Write out each record below exactly as it appears, with no pictures.

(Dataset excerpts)
———
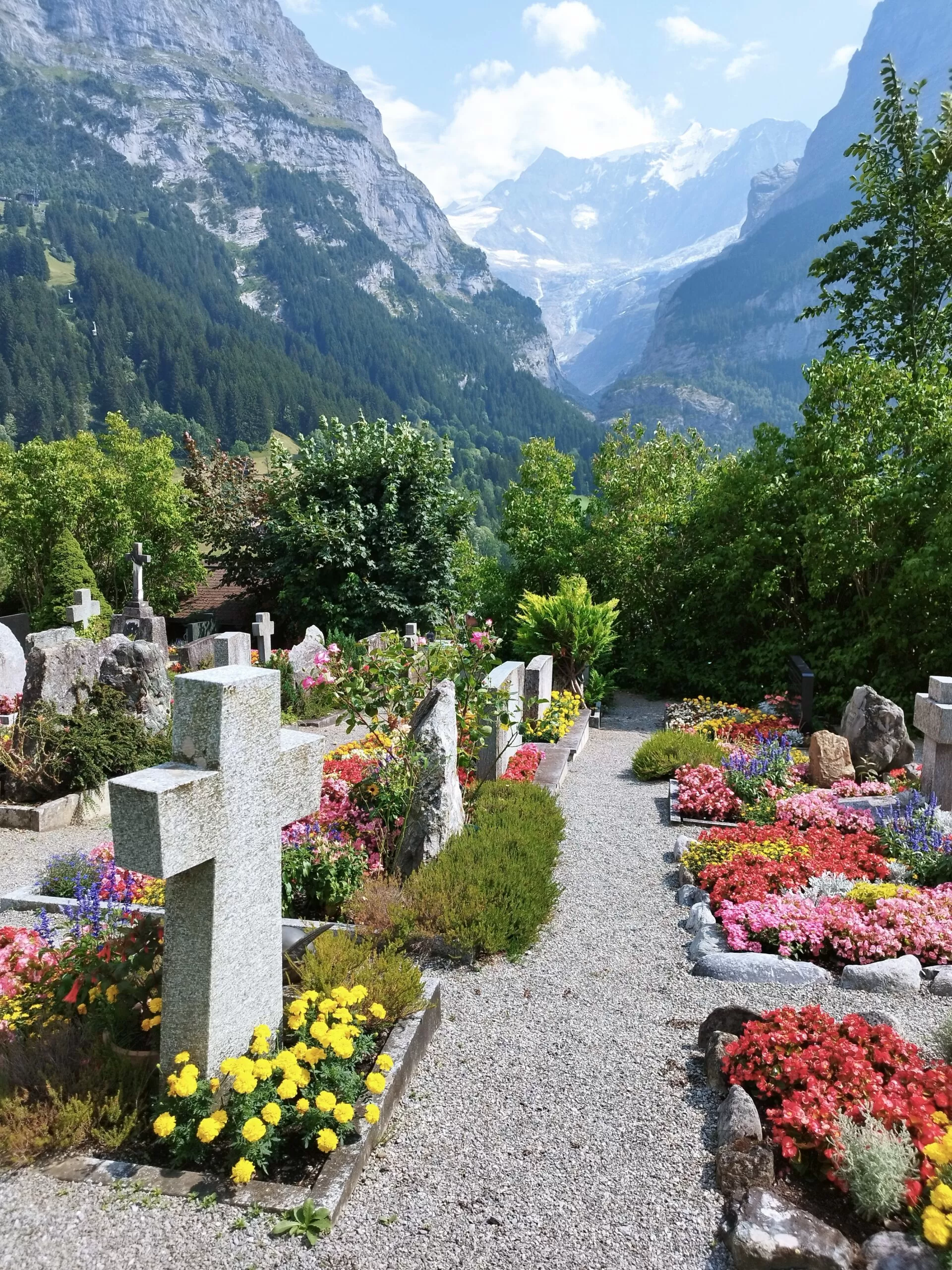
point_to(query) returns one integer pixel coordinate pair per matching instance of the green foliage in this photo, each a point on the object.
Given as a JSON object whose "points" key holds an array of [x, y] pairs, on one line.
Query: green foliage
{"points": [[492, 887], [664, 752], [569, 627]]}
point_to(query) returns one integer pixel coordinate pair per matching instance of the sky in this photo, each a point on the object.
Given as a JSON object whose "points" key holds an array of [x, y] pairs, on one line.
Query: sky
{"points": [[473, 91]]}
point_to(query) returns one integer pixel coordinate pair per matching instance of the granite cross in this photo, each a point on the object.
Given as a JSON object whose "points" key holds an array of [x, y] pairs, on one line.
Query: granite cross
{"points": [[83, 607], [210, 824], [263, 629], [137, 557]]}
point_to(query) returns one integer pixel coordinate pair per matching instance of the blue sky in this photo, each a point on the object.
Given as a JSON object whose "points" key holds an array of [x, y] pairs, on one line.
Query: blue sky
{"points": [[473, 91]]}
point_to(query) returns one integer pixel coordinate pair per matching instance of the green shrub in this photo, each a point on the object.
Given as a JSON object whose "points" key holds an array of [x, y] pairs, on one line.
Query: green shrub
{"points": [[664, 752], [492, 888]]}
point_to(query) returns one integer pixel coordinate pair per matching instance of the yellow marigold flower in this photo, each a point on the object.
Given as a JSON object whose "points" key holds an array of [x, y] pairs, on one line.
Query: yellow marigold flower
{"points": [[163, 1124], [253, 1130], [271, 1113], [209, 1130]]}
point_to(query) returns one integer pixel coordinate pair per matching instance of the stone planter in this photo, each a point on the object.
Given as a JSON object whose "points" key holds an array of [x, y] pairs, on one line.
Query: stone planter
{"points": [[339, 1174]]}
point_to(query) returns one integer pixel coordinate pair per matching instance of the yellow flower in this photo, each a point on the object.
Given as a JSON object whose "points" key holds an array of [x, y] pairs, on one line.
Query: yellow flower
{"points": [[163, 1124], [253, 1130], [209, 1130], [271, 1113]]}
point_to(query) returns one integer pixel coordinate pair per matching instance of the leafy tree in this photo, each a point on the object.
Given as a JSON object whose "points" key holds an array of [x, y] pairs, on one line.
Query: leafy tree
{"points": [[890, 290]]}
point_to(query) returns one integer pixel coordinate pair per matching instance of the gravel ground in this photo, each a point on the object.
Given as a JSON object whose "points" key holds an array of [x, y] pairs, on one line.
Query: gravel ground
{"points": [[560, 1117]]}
———
▸ Solution below:
point_to(query) returns one integer pixel coordinate pair per matching instance of the green foliage in this photo, each a point on the object.
Given as a JSON object whose "points" key holds an array of [x, y] pairs, on one line.
Query: green foliage
{"points": [[492, 887], [664, 752], [569, 627]]}
point_to(query) returns one integer pixel coordinate pair per matching instance of the sky in this photo, each a point on the object.
Given as a JSON object whose "points" key holds an array of [x, y] pairs, on one line.
Query: sky
{"points": [[473, 91]]}
point_to(query) returns one integer pixel coordinate pair per matching instance of the granite cross in this photo, each a point on the object.
Given as a JSON object whose "points" key holds an array of [x, y] pairs, on one line.
Query: granite cross
{"points": [[83, 607], [210, 824], [263, 629], [137, 557]]}
point_to(query) returns one integer pixel coordinate pair per matching instance of the blue sky in this photo, each a point on the object.
Given as a JSON object whose "points" key holds an array of [x, y] pairs, on one line.
Query: blue sky
{"points": [[473, 91]]}
point_to(query) returns one integer pixel coordinate pair per matching instance of the green shrub in this photo, each a point on the object.
Given as a JSON object whose "points" key holds an array of [x, y] pairs, on one line.
Query: green shrub
{"points": [[664, 752], [492, 888]]}
point_to(query) returns one integer pixel coordinate pair per matching instance of the yellow marigold flower in this photo, each a point on the object.
Given as a JSON object whose "points" key holds an array of [x, y] pairs, on one line.
Query: yellow marigold flower
{"points": [[163, 1124], [253, 1130], [271, 1113], [209, 1130]]}
point_to(query) returns one integer pixel coordinate pair per matching instance of the stone planter in this photo, each a point on the object.
Given as a JSON object whose "points" key holds an array of [x, y] pairs, on one line.
Query: stone planter
{"points": [[339, 1174]]}
point_to(query) returns one integer pixel coordinate pair per matching instance of the yellow flower in this photo, each a point on the object.
Given as a JSON object whose "points" key holds an array of [x, y] pairs, on one line.
Query: yellow flower
{"points": [[163, 1124], [253, 1130], [209, 1130], [271, 1113]]}
point_to(query) returns one integer pixel coordinate pair per matching instance of the leafy tree in this photo, each a point on the object.
Given as a JSON object whose "points" key holds an array of [x, y] pairs, on one line.
Query: leafy tree
{"points": [[890, 290]]}
point_to(query) returns one integer pixel coordinate pair per matching instance of the gravel ground in this photo, each a point on the object.
Given as a JSON object whose "points" key holds an array of [x, y] pairs, on one line.
Query: gravel ground
{"points": [[560, 1117]]}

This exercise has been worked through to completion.